* start GIVEN DATA *

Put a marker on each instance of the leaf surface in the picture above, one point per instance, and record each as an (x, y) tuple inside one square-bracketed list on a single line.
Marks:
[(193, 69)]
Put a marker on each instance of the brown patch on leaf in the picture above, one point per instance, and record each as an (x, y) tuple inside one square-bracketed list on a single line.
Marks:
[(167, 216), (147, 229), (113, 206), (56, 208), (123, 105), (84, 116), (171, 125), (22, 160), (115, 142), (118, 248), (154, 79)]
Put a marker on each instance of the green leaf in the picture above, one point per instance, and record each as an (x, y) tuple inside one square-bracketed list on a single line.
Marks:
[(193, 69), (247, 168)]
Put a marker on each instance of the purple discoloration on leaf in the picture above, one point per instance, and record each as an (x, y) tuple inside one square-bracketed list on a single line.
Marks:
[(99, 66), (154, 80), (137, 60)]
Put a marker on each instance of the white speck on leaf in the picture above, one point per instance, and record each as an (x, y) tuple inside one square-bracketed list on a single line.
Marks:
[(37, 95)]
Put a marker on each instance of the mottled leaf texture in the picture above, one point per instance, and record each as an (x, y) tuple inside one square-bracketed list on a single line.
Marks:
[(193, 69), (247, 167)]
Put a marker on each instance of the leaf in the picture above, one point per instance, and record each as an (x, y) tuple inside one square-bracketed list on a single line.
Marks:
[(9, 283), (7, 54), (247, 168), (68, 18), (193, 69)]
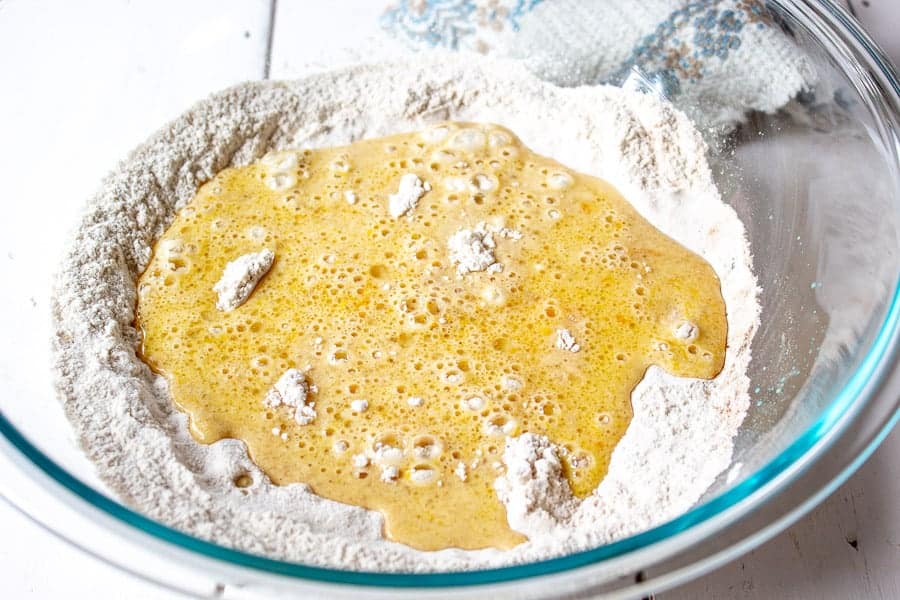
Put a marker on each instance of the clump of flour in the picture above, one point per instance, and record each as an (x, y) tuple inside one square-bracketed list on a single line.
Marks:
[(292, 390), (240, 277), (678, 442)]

* end GIVEN DATA *
* start GIVEN DATA *

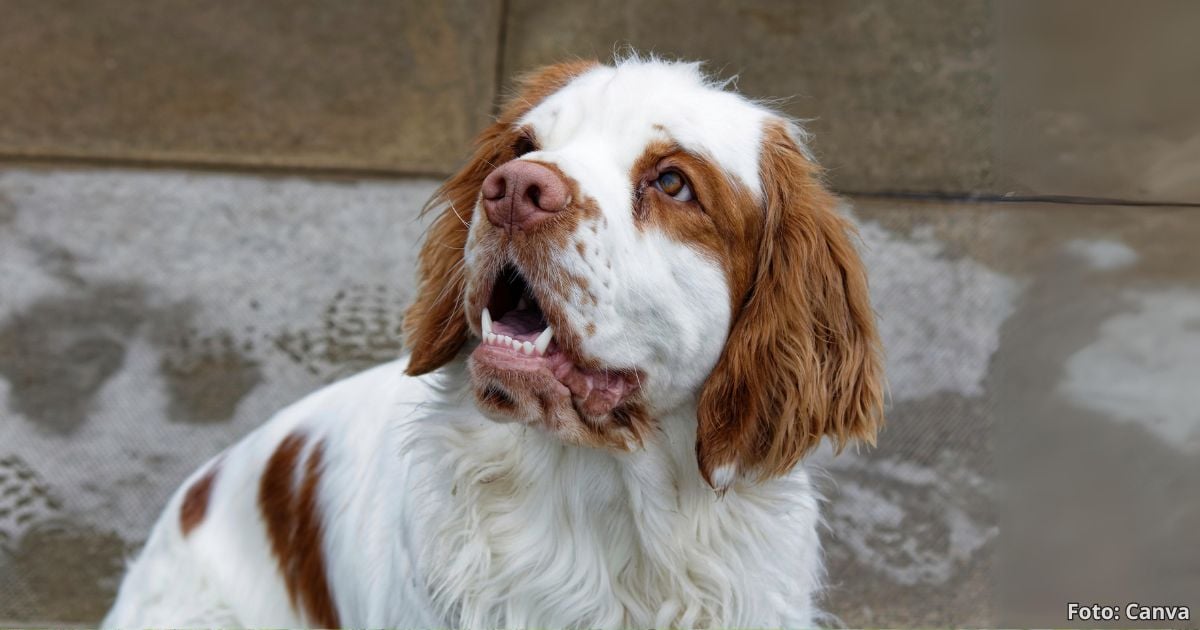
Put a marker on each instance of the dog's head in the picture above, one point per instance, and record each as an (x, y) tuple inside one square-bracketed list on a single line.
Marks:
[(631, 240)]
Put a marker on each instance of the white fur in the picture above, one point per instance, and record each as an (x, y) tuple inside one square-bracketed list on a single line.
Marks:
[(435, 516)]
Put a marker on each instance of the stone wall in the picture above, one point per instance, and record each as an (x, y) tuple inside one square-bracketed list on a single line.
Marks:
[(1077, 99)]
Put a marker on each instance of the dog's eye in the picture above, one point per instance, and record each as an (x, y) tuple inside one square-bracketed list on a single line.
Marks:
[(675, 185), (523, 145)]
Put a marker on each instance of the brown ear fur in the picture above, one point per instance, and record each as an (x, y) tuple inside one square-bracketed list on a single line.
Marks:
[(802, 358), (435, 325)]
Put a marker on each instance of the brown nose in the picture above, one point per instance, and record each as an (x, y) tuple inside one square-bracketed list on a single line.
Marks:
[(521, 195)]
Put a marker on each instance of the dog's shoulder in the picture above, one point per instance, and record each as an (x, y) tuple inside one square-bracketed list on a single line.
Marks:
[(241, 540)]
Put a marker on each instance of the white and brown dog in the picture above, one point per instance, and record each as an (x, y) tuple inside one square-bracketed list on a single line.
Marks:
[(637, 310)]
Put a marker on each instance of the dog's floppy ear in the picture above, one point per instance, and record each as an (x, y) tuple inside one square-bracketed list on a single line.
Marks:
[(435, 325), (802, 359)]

* end GIVEN DATA *
* start GIVEN DATA *

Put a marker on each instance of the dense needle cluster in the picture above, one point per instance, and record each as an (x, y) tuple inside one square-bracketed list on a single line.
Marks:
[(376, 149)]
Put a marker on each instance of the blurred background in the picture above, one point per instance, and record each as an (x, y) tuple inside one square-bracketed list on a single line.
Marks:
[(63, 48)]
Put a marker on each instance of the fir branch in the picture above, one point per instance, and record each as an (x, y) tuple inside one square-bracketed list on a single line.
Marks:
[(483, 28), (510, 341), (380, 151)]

* end GIVEN DATA *

* **STATED GOAL**
Pick out every line in the items above that contains the word "white", and copy each such line in full. Matching is case-sensitive.

* **CORRECT RESULT**
Put a marker on each instance of the white speck on leaf in the picture above, one point per instance, and record each as an (x, y) tuple inside one square-bracketed list on a single line.
Put a marker on each instance of the white fur in the picture above, one point per instance, and record each as an (x, y) tuple inside one square-bracketed list on a single line.
Put a marker on each instance of the white and brown dog in the picture above, one point per instance, and record each as an (x, y) tuple inside one square-bracketed list on a single line.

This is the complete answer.